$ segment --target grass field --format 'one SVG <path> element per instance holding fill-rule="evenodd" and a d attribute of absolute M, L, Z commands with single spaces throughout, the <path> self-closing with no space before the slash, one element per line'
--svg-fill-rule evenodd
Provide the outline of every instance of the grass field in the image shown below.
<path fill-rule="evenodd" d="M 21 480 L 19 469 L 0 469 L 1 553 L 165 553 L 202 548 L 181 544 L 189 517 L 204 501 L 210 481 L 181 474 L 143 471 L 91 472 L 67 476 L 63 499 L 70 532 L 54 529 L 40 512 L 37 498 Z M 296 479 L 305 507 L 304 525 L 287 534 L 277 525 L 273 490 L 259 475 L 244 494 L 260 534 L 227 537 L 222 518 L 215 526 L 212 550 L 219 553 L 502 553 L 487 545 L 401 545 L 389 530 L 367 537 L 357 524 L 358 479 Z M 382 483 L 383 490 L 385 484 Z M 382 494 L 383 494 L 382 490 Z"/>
--
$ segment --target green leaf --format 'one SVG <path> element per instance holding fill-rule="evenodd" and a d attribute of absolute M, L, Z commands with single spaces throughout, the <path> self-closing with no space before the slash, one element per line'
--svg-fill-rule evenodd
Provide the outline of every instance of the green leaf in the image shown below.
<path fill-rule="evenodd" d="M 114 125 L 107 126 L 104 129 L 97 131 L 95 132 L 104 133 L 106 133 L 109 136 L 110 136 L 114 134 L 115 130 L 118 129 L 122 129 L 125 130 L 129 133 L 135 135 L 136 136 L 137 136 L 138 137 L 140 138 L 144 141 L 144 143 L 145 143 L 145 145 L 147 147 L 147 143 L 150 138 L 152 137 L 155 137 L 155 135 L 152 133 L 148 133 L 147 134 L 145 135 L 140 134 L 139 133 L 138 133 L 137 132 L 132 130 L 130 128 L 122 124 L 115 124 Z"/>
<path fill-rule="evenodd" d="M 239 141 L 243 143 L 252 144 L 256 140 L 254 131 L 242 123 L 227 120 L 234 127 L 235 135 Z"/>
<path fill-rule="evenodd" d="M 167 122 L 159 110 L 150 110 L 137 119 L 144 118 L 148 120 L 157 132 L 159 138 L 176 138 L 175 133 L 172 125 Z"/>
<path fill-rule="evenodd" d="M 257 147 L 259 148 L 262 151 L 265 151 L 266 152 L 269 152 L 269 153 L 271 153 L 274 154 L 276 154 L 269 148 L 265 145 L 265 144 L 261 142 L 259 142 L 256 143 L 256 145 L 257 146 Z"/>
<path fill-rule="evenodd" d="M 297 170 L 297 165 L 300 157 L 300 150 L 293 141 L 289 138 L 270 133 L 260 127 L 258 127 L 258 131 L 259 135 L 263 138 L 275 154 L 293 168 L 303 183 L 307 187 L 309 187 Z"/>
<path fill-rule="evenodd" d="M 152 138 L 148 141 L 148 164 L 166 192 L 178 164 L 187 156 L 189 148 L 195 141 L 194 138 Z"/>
--
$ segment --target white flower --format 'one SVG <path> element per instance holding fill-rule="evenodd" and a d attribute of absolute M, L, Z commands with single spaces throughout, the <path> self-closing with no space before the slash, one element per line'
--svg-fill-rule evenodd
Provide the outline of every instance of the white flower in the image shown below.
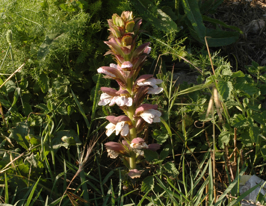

§ Directive
Write out again the lines starting at the one containing "segment --target grass" and ending at the one containing "21 480 L 19", requests included, with every coordinate in the outline answers shifted up by 4.

§ Exercise response
$ segment --target grass field --format 'one SVG <path> element per instance holding fill-rule="evenodd" and a d attribute of absolute M, L, Z commands with single spaces throughout, the <path> self-closing with no space before the slash, one element per line'
--svg-fill-rule evenodd
Provide the outline of every instance of the grass field in the image shown below.
<path fill-rule="evenodd" d="M 25 484 L 23 473 L 4 473 L 5 557 L 169 557 L 206 552 L 185 548 L 193 521 L 208 505 L 214 485 L 185 478 L 147 475 L 95 476 L 71 480 L 67 503 L 74 536 L 58 533 L 44 516 L 41 502 Z M 300 483 L 309 511 L 308 529 L 291 538 L 281 529 L 277 494 L 263 479 L 248 498 L 264 538 L 231 541 L 226 522 L 219 530 L 216 554 L 223 557 L 506 557 L 491 549 L 405 549 L 393 534 L 371 541 L 361 528 L 362 483 Z M 386 487 L 387 494 L 389 488 Z M 386 498 L 387 498 L 386 494 Z"/>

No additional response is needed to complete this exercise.